■ **Consigne 1**
Relevez, dans l'extrait sur le dit des trois vifs et des trois morts, le titre de chacune des cinq versions en langue française.
■ **Consigne 2**
Extrayez de l'extrait sur le dit des trois vifs et des trois morts le passage qui va de « Titre: Chi coumenche » à « Ch'est des trois mors et des trois vis. (Résumé PDF) ».

■ **Extrait choisi**

········

En France, il existe 20 manuscrits (neuf avec illustrations) contenant l'une des
cinq versions en langue française du dit des trois vifs et des trois morts. À cela
s'ajoute le Dit des trois mortes et des trois vives, dont il ne reste
malheureusement qu'un fragment.
Version I: Écrite par Baudoin de Condé. Présente dans six manuscrits.
Titre: Ce sont li troi mort et li troi vif. (Résumé PDF)
Version II: Écrite par Nicole de Margival. Présente dans deux manuscrits.
Titre: Chi coumenche li troi mort et li troi vif. (Résumé PDF)
Version III: Auteur anonyme. Présente dans un seul manuscrit.
Titre: Ch'est des trois mors et des trois vis. (Résumé PDF)
Version IV: Auteur anonyme. Présente dans huit manuscrits.
Titre: C'est des trois mors et des trois vis. (Résumé PDF)
Version V: Auteur anonyme. Présente dans six manuscrits.
Titre: Cy commence le dit des trois mors et des trois vis. (Résumé PDF)
Les résumés ci-dessus proviennent du livre de Stefan Glixelli
Les cinq poèmes des trois morts et des trois vifs, disponible pour
usage personnel sur le site de la Bibliothèque Nationale de France.
Deuxième moitié du 13e siècle
En
1979, lors de la restauration de l'abbaye du Mont Saint-Michel, les
spécialistes ont découvert un fragment d'un dit des trois vifs et des
trois morts. Celui-ci se trouvait dans les ruines de l'ancienne
infirmerie, effrondrée en 1811, au-dessus de la porte. Il n'en
subsiste que les trois morts, peints sur un fond vert clair dans une pose
passive. Deux d'entre eux sont vêtus d'un linceul; celui du centre pose sa
main sur l'épaule du premier. Le troisième mort porte la main
droite à son coeur. Les trois vivants devaient probablement se
trouver de l'autre côté de la porte.

········

■ **Données fournies**
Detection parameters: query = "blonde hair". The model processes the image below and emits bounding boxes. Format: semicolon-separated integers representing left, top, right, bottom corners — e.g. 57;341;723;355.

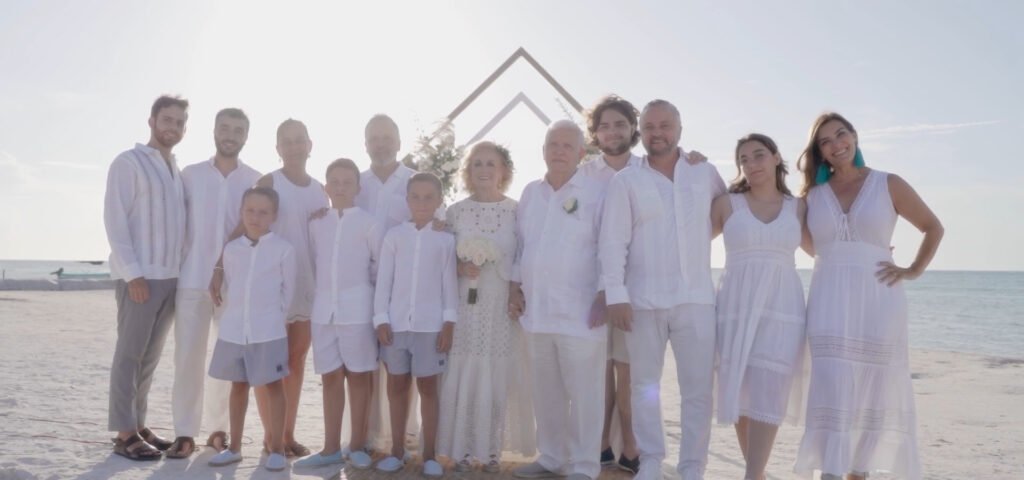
459;140;515;194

········

■ **Réponse 1**
Ce sont li troi mort et li troi vif.
Chi coumenche li troi mort et li troi vif.
Ch'est des trois mors et des trois vis.
C'est des trois mors et des trois vis.
Cy commence le dit des trois mors et des trois vis.

■ **Réponse 2**
Titre: Chi coumenche li troi mort et li troi vif. (Résumé PDF)
Version III: Auteur anonyme. Présente dans un seul manuscrit.
Titre: Ch'est des trois mors et des trois vis. (Résumé PDF)